Count the lines in the listing below that contain the string "grebe" and reply with only that number.

***** Stored records

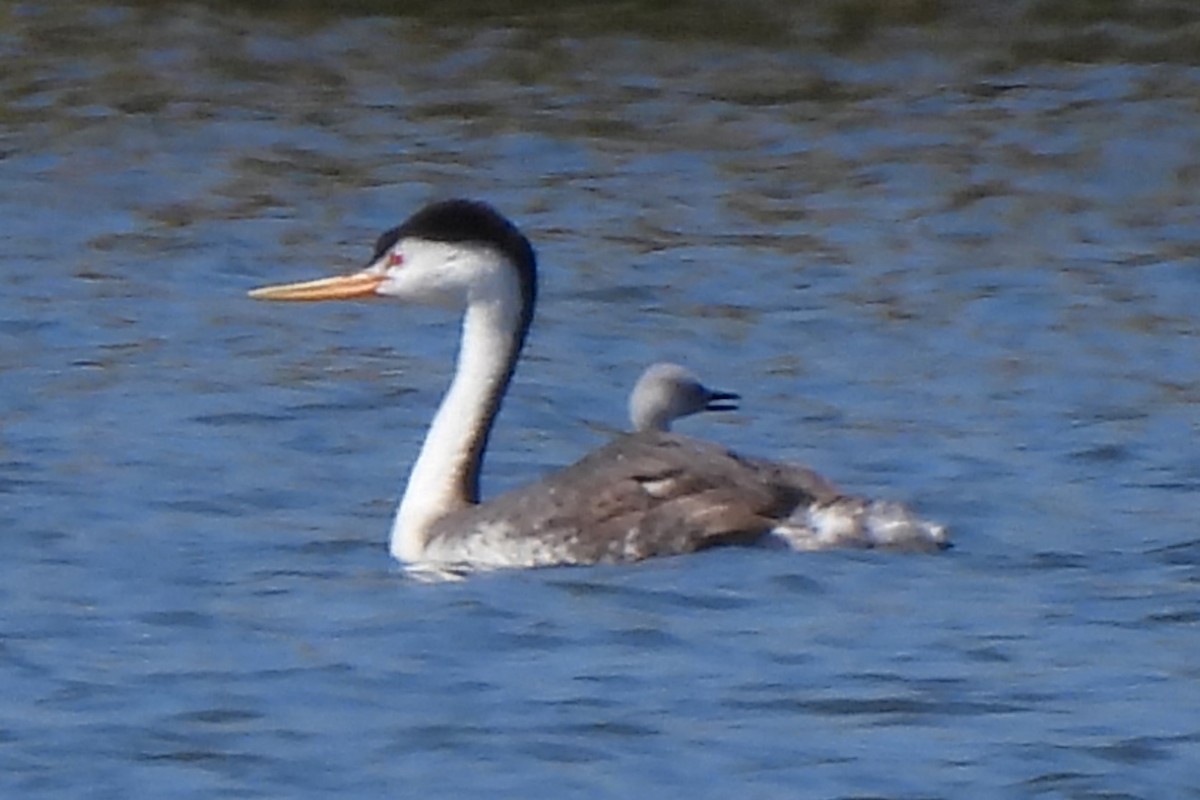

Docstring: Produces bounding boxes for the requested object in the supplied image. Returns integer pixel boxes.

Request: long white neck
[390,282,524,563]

**********
***** Stored records

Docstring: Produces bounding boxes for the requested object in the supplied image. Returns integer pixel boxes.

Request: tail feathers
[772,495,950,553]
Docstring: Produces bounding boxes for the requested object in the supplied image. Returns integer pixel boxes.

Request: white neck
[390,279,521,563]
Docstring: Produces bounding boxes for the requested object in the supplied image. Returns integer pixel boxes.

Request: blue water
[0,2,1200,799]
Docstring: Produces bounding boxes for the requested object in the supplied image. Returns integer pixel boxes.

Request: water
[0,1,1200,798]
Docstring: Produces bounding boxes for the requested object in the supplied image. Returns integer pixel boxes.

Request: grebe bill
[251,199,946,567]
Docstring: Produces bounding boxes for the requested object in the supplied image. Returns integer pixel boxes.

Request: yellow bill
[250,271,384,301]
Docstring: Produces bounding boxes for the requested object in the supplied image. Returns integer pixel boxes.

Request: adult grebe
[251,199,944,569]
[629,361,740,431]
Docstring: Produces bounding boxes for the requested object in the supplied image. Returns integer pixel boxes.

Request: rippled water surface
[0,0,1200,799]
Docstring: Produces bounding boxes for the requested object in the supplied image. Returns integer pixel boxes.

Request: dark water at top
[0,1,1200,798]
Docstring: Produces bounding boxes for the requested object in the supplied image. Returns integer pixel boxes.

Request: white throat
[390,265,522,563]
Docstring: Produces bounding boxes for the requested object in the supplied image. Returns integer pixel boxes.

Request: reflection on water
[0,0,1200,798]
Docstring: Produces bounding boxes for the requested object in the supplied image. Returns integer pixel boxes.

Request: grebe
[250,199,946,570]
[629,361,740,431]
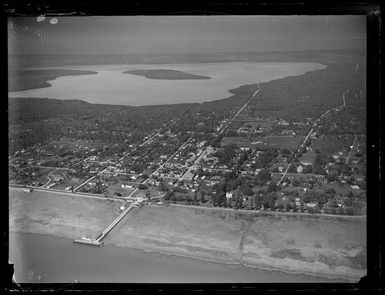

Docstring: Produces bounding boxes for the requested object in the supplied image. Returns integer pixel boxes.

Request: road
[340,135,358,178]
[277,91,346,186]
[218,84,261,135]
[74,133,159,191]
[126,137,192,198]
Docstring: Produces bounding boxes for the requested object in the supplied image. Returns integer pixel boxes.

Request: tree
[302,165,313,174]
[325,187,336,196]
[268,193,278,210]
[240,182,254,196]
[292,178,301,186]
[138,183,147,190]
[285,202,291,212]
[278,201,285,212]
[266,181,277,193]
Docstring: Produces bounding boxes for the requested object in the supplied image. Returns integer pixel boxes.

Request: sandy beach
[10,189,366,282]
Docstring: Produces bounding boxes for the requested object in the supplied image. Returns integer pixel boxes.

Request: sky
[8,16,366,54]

**********
***** Stored records

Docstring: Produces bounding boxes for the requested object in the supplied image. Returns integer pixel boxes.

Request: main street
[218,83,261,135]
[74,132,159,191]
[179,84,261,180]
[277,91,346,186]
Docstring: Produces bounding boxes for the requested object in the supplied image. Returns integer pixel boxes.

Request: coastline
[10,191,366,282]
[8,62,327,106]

**********

_Problem solution_
3